◆ WHAT THE TASK ASKS: Count how many lines in the material below contain the word "instance", and reply with the number alone.

◆ ITEMS:
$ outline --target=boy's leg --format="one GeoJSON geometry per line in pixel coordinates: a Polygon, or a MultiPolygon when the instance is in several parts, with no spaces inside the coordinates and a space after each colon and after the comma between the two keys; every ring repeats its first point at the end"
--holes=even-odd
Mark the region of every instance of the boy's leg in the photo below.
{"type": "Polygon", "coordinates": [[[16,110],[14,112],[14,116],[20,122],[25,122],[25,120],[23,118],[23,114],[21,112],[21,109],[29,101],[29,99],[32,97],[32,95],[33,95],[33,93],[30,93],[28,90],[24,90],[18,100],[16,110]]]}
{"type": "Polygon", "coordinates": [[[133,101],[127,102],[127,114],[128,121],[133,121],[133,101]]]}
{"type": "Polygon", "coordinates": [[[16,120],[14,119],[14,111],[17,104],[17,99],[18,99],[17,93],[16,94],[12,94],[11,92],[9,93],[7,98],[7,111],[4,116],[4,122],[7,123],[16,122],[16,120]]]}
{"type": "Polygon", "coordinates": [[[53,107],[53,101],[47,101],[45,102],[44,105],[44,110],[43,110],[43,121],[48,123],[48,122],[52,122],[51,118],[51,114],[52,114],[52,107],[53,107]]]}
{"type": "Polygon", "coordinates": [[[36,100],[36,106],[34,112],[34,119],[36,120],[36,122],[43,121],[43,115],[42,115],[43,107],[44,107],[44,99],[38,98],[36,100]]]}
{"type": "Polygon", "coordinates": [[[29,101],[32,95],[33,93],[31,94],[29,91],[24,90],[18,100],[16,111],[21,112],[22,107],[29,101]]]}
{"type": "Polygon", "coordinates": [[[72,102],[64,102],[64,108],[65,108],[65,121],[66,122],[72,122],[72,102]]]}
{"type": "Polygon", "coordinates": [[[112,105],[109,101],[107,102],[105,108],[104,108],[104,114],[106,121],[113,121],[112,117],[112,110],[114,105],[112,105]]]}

◆ RESPONSE BELOW: 2